Work required:
Transcribe the records below exactly as they appear.

# # # #

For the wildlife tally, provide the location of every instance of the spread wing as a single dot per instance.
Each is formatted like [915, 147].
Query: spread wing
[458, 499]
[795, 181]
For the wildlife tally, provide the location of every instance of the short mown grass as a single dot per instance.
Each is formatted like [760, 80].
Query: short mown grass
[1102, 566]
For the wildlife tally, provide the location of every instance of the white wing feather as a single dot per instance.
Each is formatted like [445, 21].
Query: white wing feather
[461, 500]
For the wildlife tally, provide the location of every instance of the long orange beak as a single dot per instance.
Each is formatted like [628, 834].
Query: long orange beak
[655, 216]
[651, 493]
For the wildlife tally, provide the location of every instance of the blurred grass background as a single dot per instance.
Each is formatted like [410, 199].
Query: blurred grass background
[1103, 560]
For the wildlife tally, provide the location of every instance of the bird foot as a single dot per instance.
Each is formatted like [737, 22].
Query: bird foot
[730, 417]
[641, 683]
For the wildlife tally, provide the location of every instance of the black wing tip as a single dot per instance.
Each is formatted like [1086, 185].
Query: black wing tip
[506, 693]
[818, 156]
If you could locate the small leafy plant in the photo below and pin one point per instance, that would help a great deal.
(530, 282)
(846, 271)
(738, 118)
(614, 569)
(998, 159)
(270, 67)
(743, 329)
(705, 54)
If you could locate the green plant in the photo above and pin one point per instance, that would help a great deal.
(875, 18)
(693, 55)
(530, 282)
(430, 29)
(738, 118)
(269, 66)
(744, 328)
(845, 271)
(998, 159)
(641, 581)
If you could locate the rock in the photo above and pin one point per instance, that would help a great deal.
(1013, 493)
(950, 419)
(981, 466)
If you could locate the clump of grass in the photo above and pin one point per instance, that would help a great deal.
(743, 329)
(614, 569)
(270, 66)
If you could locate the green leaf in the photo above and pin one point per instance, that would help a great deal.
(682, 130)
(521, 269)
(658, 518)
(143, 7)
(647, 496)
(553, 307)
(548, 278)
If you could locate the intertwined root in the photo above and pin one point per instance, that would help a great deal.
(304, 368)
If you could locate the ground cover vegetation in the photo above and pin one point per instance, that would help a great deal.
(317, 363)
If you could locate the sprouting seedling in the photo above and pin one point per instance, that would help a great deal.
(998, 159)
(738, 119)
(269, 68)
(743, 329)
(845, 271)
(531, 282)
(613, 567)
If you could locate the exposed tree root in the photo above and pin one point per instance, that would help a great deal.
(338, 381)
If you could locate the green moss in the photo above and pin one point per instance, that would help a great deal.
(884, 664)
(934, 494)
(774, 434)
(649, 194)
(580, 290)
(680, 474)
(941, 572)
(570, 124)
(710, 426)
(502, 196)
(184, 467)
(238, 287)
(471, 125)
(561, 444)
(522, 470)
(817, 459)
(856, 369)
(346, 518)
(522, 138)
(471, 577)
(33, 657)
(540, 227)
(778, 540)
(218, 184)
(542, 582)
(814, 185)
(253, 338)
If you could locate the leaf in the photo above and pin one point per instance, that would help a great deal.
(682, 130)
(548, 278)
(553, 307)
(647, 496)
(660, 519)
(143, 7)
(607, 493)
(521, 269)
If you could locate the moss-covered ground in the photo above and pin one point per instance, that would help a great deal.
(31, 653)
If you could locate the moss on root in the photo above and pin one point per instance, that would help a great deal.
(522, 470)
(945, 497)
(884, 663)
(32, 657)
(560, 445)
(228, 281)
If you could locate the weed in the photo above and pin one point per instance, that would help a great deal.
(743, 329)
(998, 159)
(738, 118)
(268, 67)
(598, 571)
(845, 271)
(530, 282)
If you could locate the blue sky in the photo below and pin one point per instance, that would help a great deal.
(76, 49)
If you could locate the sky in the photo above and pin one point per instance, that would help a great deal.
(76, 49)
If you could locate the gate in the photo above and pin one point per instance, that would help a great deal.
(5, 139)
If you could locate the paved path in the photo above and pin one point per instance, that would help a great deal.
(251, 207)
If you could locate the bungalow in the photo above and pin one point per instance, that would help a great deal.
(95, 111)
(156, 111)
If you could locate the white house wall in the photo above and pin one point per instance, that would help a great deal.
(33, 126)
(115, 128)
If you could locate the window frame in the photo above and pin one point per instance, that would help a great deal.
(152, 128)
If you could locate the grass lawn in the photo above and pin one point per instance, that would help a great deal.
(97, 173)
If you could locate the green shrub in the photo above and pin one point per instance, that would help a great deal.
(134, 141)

# # # #

Final answer:
For the wildlife tally, provide the location of every instance of the spread wing as a single dot per instance.
Each is formatted like [915, 147].
Query: spread wing
[458, 499]
[795, 181]
For the wildlife tally, provide the location of every instance of the short mown grass as a single dot per instance.
Each is formatted like [760, 80].
Query: short mown grass
[1102, 566]
For the wildlife tally, provide the location of every instance of the white wing feather as a single dot per instance.
Each is formatted like [445, 21].
Query: white wing feather
[461, 500]
For the wildlife tally, provide the location of every instance of the long orange beak as a single dot per instance.
Each is formatted like [628, 834].
Query: long orange beak
[655, 216]
[651, 493]
For the wildlife tally, provide the location of every instance of the blurred grass background as a single dot per instance.
Each is formatted like [410, 199].
Query: blurred grass background
[1103, 560]
For the wildlife tally, provide the location of every instance of the bird foot as a single dot per instance.
Each is formatted like [737, 22].
Query: bird foot
[730, 417]
[641, 683]
For the wildlife tally, provide the location of every instance of the black wing tip as a single dot per instance.
Each is formatted like [1086, 185].
Query: black wing tip
[506, 693]
[818, 156]
If you could locate the small leafy plant in the photo below and pin one point per instance, that would help a great deal.
(530, 282)
(846, 271)
(738, 118)
(614, 569)
(998, 159)
(270, 67)
(743, 329)
(705, 54)
If you could locate the green plant in the photo above and pin one point per instance, that would help a great deal.
(875, 18)
(693, 55)
(530, 282)
(430, 29)
(738, 118)
(269, 66)
(744, 328)
(845, 271)
(998, 159)
(641, 581)
If you could locate the rock in the photo above and pin one point per instance, that would help a great deal.
(1013, 493)
(950, 419)
(981, 466)
If you could locate the clump of grass in the photo above and pin one point per instance, that would help a great deal.
(743, 329)
(614, 569)
(270, 66)
If you could locate the green leaf in the photo above and pin one point per instance, that would help a great deal.
(682, 130)
(521, 269)
(658, 518)
(143, 7)
(647, 496)
(553, 307)
(548, 278)
If you could locate the intertwined root in the photo above and pin one point per instance, that would help a great deal.
(304, 368)
If you could locate the ground cover vegetation in the photo above and pin one point per instance, that would help a great deal.
(317, 363)
If you could locate the sprouting seedling in the photo above and pin one point per instance, that would help a great deal.
(998, 159)
(738, 119)
(269, 68)
(743, 329)
(845, 271)
(531, 282)
(613, 567)
If you could locate the exposed tree root in the photo above and pin one point per instance, that would help a great deal.
(338, 381)
If you could locate the green moss in the photo above and pin one point per instance, that would help a great deal.
(884, 664)
(934, 494)
(774, 434)
(649, 194)
(580, 290)
(680, 474)
(941, 572)
(570, 124)
(710, 426)
(502, 196)
(184, 467)
(238, 287)
(471, 125)
(561, 444)
(522, 470)
(817, 459)
(856, 369)
(346, 518)
(522, 138)
(471, 577)
(33, 657)
(540, 227)
(778, 540)
(218, 184)
(542, 582)
(814, 185)
(253, 338)
If you could locate the leaf in the photo above and pin one point per instance, that would help a great deal.
(682, 130)
(548, 278)
(553, 307)
(647, 496)
(660, 519)
(143, 7)
(607, 493)
(521, 269)
If you could locate the moss-covered ground in the photo above and pin one point per instance, that would help a great deal.
(31, 653)
If you could locate the moss on root in the photo above and pin one point per instance, that would help a great deal.
(522, 470)
(945, 497)
(884, 663)
(32, 657)
(560, 445)
(228, 281)
If you could locate the weed in the photo above and pin one point per instance, that would help a great deal.
(743, 329)
(998, 159)
(738, 118)
(268, 67)
(598, 571)
(845, 271)
(530, 282)
If you could locate the blue sky in the photo below and pin one point per instance, that would help a great deal.
(76, 49)
If you could locate the sky in the photo above and pin one point per instance, that would help a great deal.
(76, 49)
If you could locate the gate in the photo above and pin one point per instance, that would help a great deal.
(5, 139)
If you could locate the paved path in the photo above and pin one point per instance, that would help a great deal.
(251, 207)
If you could locate the bungalow in the photo above and pin one point per instance, that would help a great deal.
(95, 111)
(156, 111)
If you could locate the white house wall in the photo above and pin one point per instance, that would help a great deal.
(33, 126)
(115, 128)
If you could locate the window frame in the photo above and pin one point per instance, that would help a great deal.
(152, 128)
If you could locate the grass lawn in the photo above and pin one point per instance, that would help a great deal.
(97, 173)
If you could locate the green shrub in the photo above and pin one point per instance, that would help a great deal.
(134, 141)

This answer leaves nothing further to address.